TEXT SEGMENT |
Firstly: unless you know what you’re doing (which from this perspective means that you’re comfortable reverse-engineering Javascript, using a packet sniffer or network debugger, etc.) you should try to avoid clicking these links or providing any data whatsoever. In short; if you wouldn’t be able to determine how the tracking was working, you probably shouldn’t play about with it. Supposing you’re right and they had connected the session to your phone number already, what you do by interacting with the form is show that your phone number is real and that the person who receives texts at it will, under some circumstances, click suspicious links. That in itself is valuable information for an attacker. Similarly, unless you know that the phone numbers you typed in weren’t actually submitted (that you were told they were “formatted incorrectly” doesn’t necessarily prove that they weren’t collected), you definitely shouldn’t provide real numbers, even ones of people you “don’t like”, because you’re establishing a connection between you and them that could potentially be exploited later. Also, it’s clearly unethical.

DATA FOR ANALYSIS |
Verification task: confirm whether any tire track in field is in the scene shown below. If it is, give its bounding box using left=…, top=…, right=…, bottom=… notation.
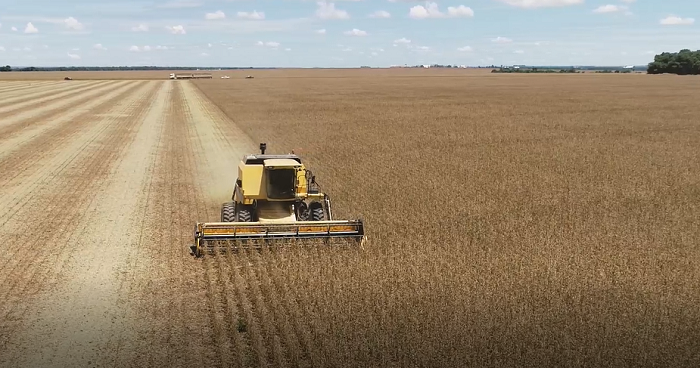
left=128, top=82, right=217, bottom=367
left=0, top=81, right=61, bottom=98
left=0, top=82, right=145, bottom=224
left=0, top=81, right=134, bottom=134
left=182, top=82, right=269, bottom=366
left=0, top=82, right=172, bottom=366
left=183, top=83, right=310, bottom=366
left=186, top=80, right=330, bottom=367
left=0, top=81, right=110, bottom=115
left=0, top=82, right=156, bottom=366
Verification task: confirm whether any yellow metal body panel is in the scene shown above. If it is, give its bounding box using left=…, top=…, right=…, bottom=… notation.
left=265, top=158, right=302, bottom=168
left=238, top=162, right=267, bottom=199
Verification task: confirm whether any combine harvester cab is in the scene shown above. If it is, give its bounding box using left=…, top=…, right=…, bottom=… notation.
left=192, top=143, right=366, bottom=257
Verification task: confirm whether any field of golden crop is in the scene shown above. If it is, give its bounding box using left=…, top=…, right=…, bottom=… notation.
left=0, top=70, right=700, bottom=367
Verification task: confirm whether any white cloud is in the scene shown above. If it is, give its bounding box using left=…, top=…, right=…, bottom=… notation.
left=491, top=36, right=513, bottom=43
left=497, top=0, right=585, bottom=8
left=316, top=1, right=350, bottom=19
left=447, top=5, right=474, bottom=18
left=204, top=10, right=226, bottom=20
left=343, top=28, right=368, bottom=36
left=369, top=10, right=391, bottom=18
left=131, top=24, right=148, bottom=32
left=236, top=10, right=265, bottom=20
left=156, top=0, right=202, bottom=9
left=24, top=22, right=39, bottom=33
left=394, top=37, right=411, bottom=46
left=659, top=15, right=695, bottom=26
left=408, top=2, right=474, bottom=19
left=256, top=41, right=280, bottom=48
left=63, top=17, right=85, bottom=31
left=165, top=25, right=187, bottom=34
left=593, top=4, right=627, bottom=13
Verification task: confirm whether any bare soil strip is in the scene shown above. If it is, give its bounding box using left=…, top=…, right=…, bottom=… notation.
left=0, top=82, right=162, bottom=366
left=0, top=81, right=64, bottom=98
left=0, top=82, right=172, bottom=367
left=0, top=81, right=110, bottom=118
left=0, top=82, right=148, bottom=224
left=0, top=82, right=134, bottom=160
left=0, top=81, right=130, bottom=132
left=124, top=81, right=219, bottom=367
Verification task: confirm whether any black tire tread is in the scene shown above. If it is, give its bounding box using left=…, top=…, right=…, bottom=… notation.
left=221, top=202, right=236, bottom=222
left=309, top=202, right=326, bottom=221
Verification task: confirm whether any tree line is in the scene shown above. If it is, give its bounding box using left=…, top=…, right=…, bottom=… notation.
left=0, top=65, right=260, bottom=72
left=647, top=49, right=700, bottom=75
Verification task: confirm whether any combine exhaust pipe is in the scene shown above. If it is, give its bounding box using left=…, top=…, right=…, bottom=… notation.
left=192, top=219, right=366, bottom=257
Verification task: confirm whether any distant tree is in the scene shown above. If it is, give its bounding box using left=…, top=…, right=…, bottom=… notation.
left=647, top=49, right=700, bottom=75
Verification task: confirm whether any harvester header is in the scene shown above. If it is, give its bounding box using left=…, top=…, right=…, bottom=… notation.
left=193, top=143, right=366, bottom=257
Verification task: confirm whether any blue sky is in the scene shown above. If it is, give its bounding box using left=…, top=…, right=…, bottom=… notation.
left=0, top=0, right=700, bottom=67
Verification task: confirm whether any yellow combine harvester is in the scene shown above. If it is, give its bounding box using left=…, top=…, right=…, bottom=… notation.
left=193, top=143, right=365, bottom=257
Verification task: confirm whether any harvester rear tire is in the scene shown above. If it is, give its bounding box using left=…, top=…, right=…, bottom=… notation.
left=309, top=202, right=326, bottom=221
left=238, top=206, right=253, bottom=222
left=221, top=202, right=236, bottom=222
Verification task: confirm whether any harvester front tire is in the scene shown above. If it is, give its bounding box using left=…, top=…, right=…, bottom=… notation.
left=309, top=202, right=326, bottom=221
left=221, top=202, right=236, bottom=222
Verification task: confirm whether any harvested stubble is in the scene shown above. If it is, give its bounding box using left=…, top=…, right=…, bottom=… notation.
left=194, top=72, right=700, bottom=367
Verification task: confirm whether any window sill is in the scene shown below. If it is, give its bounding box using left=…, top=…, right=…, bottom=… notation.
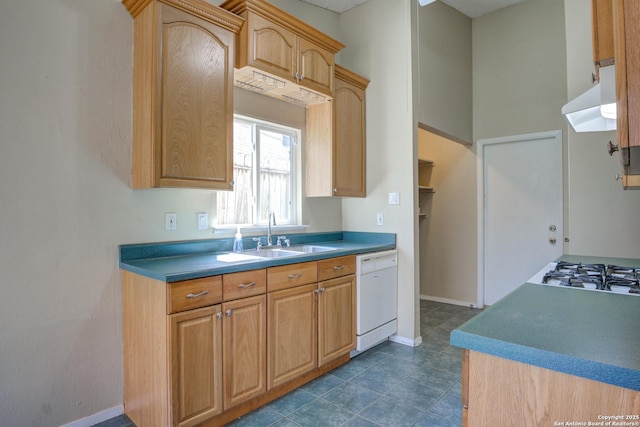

WHAT YOU ARE ASKED TO DO |
For each statement, answer yes or no on whether it agrees with the text on suspicious links, and quote the words of the text that decide it. 1. Being told that typed numbers were "formatted incorrectly" proves they were not collected. 2. Showing that your phone number is real gives an attacker valuable information. 3. Entering the real numbers of people you dislike is acceptable.

SOLUTION TO THE PROBLEM |
1. No: "that you were told they were “formatted incorrectly” doesn’t necessarily prove that they weren’t collected"
2. Yes: "That in itself is valuable information for an attacker."
3. No: "you definitely shouldn’t provide real numbers, even ones of people you “don’t like”"